• STATED PROBLEM:
Render every line of the records below as a JSON list of strings, with one string per line and blank lines omitted.

• Collected data:
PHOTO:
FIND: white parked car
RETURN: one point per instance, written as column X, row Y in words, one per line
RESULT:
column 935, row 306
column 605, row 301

• TASK ANSWER:
[
  "PHOTO:",
  "FIND: white parked car",
  "RETURN: one point per instance, written as column X, row Y in words, one per line",
  "RESULT:",
  "column 935, row 306",
  "column 605, row 301"
]